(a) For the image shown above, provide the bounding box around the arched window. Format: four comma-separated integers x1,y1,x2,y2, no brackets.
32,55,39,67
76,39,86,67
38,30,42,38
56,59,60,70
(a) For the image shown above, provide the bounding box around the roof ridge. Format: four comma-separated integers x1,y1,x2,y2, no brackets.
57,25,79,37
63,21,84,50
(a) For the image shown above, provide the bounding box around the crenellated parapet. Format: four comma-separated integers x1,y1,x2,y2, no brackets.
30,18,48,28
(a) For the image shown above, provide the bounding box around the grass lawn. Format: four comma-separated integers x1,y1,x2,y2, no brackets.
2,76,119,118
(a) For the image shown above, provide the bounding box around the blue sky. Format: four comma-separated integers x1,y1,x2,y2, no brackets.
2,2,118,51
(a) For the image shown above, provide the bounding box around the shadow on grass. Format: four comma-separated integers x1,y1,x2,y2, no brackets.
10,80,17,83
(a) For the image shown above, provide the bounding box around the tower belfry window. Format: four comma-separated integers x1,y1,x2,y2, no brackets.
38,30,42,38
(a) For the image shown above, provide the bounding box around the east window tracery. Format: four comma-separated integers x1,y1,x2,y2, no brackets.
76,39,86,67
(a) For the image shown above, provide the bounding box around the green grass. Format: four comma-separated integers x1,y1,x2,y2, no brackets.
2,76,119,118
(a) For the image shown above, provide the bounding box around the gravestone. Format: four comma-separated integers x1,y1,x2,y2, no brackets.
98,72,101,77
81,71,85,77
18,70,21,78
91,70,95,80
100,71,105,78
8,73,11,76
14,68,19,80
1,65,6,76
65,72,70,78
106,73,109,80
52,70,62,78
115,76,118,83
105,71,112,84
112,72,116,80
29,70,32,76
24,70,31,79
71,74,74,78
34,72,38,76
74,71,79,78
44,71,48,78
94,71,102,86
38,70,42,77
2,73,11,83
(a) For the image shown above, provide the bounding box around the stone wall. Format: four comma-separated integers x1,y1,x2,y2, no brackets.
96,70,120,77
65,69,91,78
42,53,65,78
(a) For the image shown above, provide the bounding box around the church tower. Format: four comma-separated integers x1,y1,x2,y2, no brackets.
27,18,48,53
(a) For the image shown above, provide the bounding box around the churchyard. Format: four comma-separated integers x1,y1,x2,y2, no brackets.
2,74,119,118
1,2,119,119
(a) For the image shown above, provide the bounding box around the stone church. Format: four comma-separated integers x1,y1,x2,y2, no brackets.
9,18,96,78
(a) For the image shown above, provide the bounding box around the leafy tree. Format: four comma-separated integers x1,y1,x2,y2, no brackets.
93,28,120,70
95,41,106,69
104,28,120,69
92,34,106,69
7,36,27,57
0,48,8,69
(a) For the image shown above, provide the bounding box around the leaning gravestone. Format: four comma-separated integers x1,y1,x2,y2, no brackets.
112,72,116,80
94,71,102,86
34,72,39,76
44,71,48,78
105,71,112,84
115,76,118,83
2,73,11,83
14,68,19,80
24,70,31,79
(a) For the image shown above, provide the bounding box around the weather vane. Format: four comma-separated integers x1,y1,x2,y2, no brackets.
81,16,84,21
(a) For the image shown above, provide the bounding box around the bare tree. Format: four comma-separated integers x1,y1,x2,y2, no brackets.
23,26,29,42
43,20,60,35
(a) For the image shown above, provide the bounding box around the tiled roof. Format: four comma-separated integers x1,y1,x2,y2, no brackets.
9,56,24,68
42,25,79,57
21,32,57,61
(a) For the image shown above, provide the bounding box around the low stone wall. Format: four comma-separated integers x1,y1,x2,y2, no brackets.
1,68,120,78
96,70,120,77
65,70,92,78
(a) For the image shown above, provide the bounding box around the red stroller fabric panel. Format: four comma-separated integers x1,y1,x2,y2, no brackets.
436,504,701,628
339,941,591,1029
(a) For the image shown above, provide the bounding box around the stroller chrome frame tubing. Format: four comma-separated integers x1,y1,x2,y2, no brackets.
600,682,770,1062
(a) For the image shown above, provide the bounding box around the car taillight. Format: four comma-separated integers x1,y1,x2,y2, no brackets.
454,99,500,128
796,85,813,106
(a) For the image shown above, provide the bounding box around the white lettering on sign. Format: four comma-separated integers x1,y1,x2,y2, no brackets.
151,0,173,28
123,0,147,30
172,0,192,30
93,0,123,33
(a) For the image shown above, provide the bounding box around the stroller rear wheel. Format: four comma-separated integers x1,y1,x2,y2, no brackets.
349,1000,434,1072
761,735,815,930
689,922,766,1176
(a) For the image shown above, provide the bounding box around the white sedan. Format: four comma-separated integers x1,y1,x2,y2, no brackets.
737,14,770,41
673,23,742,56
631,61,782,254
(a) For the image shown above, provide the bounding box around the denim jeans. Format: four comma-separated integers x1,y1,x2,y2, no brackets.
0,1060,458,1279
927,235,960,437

----------

- Directions
What is needed here is the full listing, restated word for word.

- Written response
(a) For the image shown above, provide the bounding box around the arched window. Format: four comma-separated integers x1,y1,x2,y2, no brackets.
32,55,39,67
76,39,86,67
38,30,42,38
56,59,60,70
(a) For the image shown above, provide the bounding box around the roof ridge. Format: four comma-separated integers x1,y1,x2,y2, no brackets.
57,25,79,37
63,21,84,50
(a) For the image shown above, provide the bounding box around the crenellated parapet. Format: four comma-separated integers x1,y1,x2,y2, no brackets.
30,18,48,28
(a) For the image shown above, provide the bounding box around the grass lawn. Format: four comma-separated integers x1,y1,x2,y2, no brackets.
2,76,119,118
(a) For the image shown above, provide the bounding box around the blue sky. Format: four comma-separated integers x1,y1,x2,y2, no brackets.
2,2,118,51
(a) For the image shown above, provide the bounding box around the shadow on grass. Format: four comma-separated integers x1,y1,x2,y2, no brackets.
10,80,17,83
(a) For the image shown above, provide the bounding box around the tower belfry window. Format: four comma-separated integers x1,y1,x2,y2, no brackets.
38,30,42,38
(a) For the image shown above, provide the bounding box around the east window tracery. Format: four comma-separated integers x1,y1,x2,y2, no brackets.
76,39,86,67
(a) For the image shown above, provide the bounding box around the green grass. Format: four comma-separated integers x1,y1,x2,y2, no brackets.
2,76,119,118
(a) For the image shown above, provide the bounding box around the gravestone. Format: four comma-separated integers x1,y1,x2,y2, no brackets.
98,72,101,77
81,71,85,77
18,70,21,78
91,70,95,80
100,71,105,78
8,73,11,76
14,68,19,80
1,65,6,76
65,72,70,78
106,73,109,80
52,70,62,78
115,76,118,83
105,71,112,84
112,72,116,80
29,70,32,76
24,70,31,79
71,74,74,78
34,72,38,76
74,71,79,78
44,71,48,78
94,71,102,86
38,70,42,77
2,73,11,83
(a) For the image shown above, provide the bounding box around the stone wall. Format: four comma-separated integers x1,y1,x2,y2, no brackets.
96,70,120,77
65,69,91,78
42,53,65,78
(a) For the image shown above, provide the bounding box around the church tower. Format: four comma-separated integers x1,y1,x2,y2, no brackets.
27,18,48,53
(a) For the image shown above, provide the bounding box around the churchyard. Format: four comma-separated integers x1,y1,x2,y2, no brackets.
2,74,119,118
1,2,119,119
(a) For the image shown above, provide the bounding box around the stone church. Format: four comma-separated integers x1,y1,x2,y2, no brackets.
9,18,96,78
(a) For the image shown above, provide the bounding box around the leafy tree. Format: four comma-separated integers x1,y1,x2,y2, no brackets.
93,28,120,70
95,41,106,69
104,28,120,69
92,34,106,69
7,36,27,57
0,48,8,69
(a) For the image shown above, provide the bounding box around the leaning gravestone. Format: four comma-separated integers x1,y1,x2,y2, no brackets.
112,72,116,80
94,71,102,86
34,72,39,76
44,71,48,78
105,71,112,84
115,76,118,83
2,73,11,83
14,68,19,80
24,70,31,79
(a) For the image shown above, provide the bounding box around the weather vane. Format: four comma-separated integers x1,y1,x2,y2, no brackets.
81,16,84,21
(a) For the image shown above, provide the bounding box around the bare tree. Format: four comma-separated integers x1,y1,x2,y2, no brackets.
23,26,29,42
43,20,60,35
(a) For the image shown above, provide the bounding box around the tiled roof. Format: four comma-separated integers x1,y1,x2,y2, no brackets.
9,56,24,68
42,25,79,57
21,32,57,61
(a) For the image shown above, provide the bounding box around the low stone wall. Format: four comma-separated integers x1,y1,x2,y2, no brackets.
1,68,120,78
96,70,120,77
65,70,92,78
(a) For the image shown above, provide the bounding box around the red stroller fabric panel. Format: four comma-separated integers x1,y1,x2,y2, no brackets.
436,504,701,628
339,941,591,1029
(a) For the image shown above, provide the bounding box around the stroller chrome frame tubing. Format: four comma-separated integers x1,y1,x2,y2, no brackets.
600,682,770,1062
(a) For the image shown above, provide the bounding box around the car taillight. Format: four comma-separated integers x1,y1,x2,y2, no brackets.
454,99,500,128
796,85,813,106
(a) For the image shown above, provide the bounding box around the white lettering on sign. Format: four comma-separated integers x1,y1,x2,y2, no brackets.
151,0,173,28
123,0,147,30
172,0,192,30
93,0,123,33
(a) For the image shown above, provide the bounding box around the stroller rear wheel. Format: four comma-separated integers x1,y1,x2,y2, no brackets.
349,1000,434,1072
761,735,815,930
689,922,766,1176
(a) For the image shown above, provide the bounding box around the white sedan. Format: four comma-separated integers x1,y1,x2,y2, no brackets.
737,14,770,41
673,23,742,56
631,61,782,254
(a) For the image shown above, provide the bounding box around the denim jeans. Format: four comma-separated integers x1,y1,x2,y2, no brackets.
0,1060,458,1279
927,235,960,437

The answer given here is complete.